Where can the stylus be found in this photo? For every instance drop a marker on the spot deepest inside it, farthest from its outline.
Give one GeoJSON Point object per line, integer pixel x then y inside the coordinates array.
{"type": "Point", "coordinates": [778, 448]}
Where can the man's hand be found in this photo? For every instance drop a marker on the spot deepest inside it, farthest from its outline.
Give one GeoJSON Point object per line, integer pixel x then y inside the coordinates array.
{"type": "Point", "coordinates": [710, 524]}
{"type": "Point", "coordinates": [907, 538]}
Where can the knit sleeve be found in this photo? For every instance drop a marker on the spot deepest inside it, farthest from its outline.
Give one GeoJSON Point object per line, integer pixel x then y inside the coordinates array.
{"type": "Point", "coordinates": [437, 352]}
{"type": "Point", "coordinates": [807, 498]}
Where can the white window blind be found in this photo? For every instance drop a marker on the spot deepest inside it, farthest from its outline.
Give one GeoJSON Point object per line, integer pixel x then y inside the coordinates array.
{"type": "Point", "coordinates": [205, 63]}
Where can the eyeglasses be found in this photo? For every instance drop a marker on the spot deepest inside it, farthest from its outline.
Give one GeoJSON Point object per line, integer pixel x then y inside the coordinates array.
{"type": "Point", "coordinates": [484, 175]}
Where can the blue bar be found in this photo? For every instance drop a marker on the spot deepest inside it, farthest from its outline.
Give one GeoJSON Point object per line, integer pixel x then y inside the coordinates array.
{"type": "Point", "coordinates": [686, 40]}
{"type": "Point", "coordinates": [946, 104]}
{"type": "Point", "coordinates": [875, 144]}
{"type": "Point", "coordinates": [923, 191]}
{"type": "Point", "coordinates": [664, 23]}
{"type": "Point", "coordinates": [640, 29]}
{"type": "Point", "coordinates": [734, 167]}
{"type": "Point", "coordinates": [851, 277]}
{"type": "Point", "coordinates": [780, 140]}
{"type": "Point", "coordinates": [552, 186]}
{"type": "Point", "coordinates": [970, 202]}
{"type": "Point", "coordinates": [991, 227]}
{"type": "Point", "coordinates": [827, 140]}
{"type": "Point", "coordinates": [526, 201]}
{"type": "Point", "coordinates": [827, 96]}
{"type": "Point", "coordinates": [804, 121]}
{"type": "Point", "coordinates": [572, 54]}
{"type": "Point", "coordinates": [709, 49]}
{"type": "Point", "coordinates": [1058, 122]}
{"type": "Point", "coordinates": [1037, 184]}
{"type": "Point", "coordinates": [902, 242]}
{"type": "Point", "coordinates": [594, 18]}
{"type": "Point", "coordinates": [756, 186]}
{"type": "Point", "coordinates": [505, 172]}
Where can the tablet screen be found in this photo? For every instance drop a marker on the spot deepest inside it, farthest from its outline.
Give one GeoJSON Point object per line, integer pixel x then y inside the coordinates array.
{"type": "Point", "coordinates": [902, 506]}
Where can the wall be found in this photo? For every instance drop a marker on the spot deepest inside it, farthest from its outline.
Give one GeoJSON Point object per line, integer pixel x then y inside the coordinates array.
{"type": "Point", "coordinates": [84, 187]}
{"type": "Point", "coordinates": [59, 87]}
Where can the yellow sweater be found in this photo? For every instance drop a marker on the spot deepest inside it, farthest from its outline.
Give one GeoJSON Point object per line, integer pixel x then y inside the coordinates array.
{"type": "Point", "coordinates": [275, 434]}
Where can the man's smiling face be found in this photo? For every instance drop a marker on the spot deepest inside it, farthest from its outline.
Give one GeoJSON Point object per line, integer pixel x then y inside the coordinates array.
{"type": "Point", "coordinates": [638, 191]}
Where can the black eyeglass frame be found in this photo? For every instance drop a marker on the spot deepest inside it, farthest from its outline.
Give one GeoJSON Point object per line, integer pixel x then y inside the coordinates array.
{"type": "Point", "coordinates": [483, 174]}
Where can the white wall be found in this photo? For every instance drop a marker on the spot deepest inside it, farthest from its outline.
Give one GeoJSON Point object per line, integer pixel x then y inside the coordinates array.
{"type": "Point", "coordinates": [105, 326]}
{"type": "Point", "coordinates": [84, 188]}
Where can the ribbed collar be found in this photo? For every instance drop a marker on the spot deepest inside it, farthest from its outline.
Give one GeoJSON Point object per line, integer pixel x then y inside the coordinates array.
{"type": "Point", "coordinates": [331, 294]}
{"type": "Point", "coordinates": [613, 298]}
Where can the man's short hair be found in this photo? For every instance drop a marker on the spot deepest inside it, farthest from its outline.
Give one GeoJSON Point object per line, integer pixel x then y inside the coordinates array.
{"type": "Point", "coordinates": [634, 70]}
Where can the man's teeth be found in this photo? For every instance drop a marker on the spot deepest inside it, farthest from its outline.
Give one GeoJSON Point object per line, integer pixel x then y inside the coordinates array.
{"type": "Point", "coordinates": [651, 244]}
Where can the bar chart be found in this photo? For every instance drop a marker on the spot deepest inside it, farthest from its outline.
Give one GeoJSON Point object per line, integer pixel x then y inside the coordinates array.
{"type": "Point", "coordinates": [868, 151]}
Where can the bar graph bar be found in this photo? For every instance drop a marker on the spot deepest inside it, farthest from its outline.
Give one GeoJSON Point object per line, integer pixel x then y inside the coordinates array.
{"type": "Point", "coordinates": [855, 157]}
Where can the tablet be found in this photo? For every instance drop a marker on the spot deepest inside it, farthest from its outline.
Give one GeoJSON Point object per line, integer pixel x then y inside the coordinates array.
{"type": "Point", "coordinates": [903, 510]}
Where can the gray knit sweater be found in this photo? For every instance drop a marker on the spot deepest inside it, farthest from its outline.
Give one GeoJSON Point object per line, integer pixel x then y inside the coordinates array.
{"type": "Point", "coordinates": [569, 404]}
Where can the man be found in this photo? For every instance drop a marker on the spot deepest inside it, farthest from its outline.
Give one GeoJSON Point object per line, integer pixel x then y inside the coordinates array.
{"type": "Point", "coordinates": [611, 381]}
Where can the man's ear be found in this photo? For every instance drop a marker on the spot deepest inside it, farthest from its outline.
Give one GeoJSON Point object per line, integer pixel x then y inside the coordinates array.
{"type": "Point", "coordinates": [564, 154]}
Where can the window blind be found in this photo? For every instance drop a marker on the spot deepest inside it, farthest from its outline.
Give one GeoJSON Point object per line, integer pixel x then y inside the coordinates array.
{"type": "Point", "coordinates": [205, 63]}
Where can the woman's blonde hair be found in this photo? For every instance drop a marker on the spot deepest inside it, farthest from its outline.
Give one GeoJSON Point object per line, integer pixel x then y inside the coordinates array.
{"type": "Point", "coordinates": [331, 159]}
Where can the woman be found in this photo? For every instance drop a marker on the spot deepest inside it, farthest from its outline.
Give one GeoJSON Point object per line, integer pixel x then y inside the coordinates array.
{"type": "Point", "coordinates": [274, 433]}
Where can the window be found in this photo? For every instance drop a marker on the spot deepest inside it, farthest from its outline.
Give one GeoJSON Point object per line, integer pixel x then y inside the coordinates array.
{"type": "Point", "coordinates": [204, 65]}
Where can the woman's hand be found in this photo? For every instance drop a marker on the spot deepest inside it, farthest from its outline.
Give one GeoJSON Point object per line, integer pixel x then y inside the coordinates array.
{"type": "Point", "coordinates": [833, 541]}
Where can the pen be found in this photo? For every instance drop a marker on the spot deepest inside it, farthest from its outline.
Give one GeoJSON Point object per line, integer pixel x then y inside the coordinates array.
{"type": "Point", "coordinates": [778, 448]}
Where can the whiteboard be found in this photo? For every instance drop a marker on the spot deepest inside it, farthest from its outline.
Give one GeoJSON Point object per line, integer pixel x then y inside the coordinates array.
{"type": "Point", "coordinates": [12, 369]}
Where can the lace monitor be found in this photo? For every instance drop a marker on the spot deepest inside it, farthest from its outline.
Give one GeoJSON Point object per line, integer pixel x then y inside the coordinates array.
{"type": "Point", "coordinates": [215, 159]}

◆ ◆ ◆ ◆

→ **Task item**:
The lines to copy are those in the listing that contain the word "sweater".

→ **Answer for the task**:
Where can the yellow sweater be found in this photo? For every instance drop a marker on the spot deepest inside it, farthest from its outline.
Where can the gray knit sweater be found in this photo? For every instance drop a marker on the spot deepest inside it, farthest from its outline.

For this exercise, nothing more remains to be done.